== Supplied material ==

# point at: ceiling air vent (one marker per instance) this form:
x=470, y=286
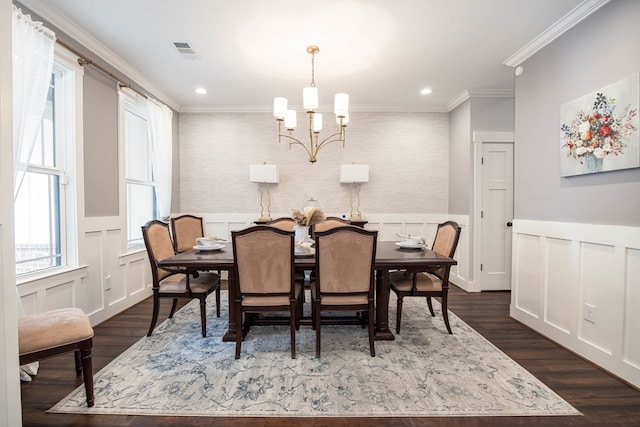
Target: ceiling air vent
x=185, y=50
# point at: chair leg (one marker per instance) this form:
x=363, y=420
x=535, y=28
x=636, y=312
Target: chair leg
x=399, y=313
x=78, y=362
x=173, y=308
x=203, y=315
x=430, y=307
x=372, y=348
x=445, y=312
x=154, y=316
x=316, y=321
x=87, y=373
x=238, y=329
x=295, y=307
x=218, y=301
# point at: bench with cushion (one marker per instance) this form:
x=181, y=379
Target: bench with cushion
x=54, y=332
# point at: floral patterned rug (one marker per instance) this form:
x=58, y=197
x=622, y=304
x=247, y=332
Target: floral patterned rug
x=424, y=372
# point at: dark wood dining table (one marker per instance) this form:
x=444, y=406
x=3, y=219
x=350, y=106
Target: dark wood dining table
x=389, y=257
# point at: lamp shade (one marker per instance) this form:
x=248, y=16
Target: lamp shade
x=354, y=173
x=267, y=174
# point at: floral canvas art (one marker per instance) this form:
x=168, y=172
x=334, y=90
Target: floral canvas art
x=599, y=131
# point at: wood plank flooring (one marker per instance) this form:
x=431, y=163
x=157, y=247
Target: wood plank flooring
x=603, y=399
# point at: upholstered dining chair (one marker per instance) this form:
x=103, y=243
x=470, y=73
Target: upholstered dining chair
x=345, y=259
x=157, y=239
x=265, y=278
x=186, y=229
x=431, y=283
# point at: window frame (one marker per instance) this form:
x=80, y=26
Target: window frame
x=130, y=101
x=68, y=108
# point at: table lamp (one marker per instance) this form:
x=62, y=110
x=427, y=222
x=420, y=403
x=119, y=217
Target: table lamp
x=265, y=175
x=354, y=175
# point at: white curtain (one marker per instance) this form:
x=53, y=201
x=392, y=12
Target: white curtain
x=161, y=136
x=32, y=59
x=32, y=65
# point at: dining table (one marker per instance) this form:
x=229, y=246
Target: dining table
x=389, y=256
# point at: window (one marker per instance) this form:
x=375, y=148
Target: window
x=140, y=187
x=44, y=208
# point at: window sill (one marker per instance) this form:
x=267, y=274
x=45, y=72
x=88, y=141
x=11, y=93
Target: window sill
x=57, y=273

===

Exercise directions: Starting at the line that contains "# point at: bench" and stopping after the line that contains "x=267, y=174", write out those lines of the material again, requests included. Multiply every coordinate in the answers by 0.85 and round it to a whole number, with halves rounding up, and keep the requests and their format samples unchanged.

Expected answer:
# point at: bench with cushion (one marker per instance) this form:
x=181, y=379
Target: bench with cushion
x=46, y=282
# point at: floral patterned rug (one marker per instance) this form:
x=58, y=197
x=622, y=304
x=247, y=332
Target: floral patterned rug
x=360, y=316
# point at: dark wood dining table (one marker per instance) this form:
x=444, y=406
x=3, y=219
x=350, y=106
Target: dark wood dining table
x=331, y=218
# point at: lamp shade (one marker per instance) this form:
x=248, y=16
Target: lamp shade
x=301, y=147
x=227, y=148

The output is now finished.